Please render every line of the records below as a numbered list, leaving out any blank lines.

* * * * *

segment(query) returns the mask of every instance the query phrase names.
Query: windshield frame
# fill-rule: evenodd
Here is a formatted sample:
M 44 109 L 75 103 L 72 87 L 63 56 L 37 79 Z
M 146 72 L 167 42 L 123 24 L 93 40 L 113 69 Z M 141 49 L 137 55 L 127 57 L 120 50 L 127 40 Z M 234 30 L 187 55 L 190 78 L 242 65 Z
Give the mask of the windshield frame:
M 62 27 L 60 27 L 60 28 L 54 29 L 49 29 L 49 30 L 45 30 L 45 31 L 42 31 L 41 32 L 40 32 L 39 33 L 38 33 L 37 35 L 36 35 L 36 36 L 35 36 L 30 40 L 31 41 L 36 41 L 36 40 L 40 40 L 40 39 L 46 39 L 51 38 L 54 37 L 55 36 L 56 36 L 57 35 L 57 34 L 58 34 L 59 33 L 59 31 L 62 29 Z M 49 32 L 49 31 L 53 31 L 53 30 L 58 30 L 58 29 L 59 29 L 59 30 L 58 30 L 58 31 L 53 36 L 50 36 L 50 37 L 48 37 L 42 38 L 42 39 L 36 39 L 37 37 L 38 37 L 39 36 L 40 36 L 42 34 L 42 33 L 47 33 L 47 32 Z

* * * * *

**Exercise solution**
1. segment(query) returns the mask of every instance the query phrase names.
2. Query: windshield frame
3. # fill-rule: evenodd
4. Here is a formatted sample:
5. M 44 109 L 75 103 L 72 87 L 63 56 L 37 79 Z
6. M 146 72 L 167 42 L 123 24 L 93 40 L 113 69 Z M 141 49 L 137 55 L 127 57 L 120 50 L 127 40 Z M 234 30 L 187 55 L 190 78 L 242 65 Z
7. Give the mask of the windshield frame:
8. M 62 27 L 60 27 L 60 28 L 54 29 L 49 29 L 49 30 L 45 30 L 45 31 L 42 31 L 41 32 L 40 32 L 39 33 L 38 33 L 37 35 L 36 35 L 36 36 L 35 36 L 30 40 L 31 41 L 36 41 L 36 40 L 40 40 L 40 39 L 46 39 L 51 38 L 54 37 L 55 36 L 56 36 L 57 35 L 57 34 L 58 34 L 59 33 L 59 31 L 62 29 Z M 49 32 L 49 31 L 53 31 L 53 30 L 58 30 L 58 29 L 59 29 L 59 30 L 58 30 L 58 31 L 53 36 L 50 36 L 50 37 L 48 37 L 42 38 L 42 39 L 36 39 L 37 37 L 38 37 L 39 36 L 40 36 L 42 34 L 42 33 L 47 33 L 47 32 Z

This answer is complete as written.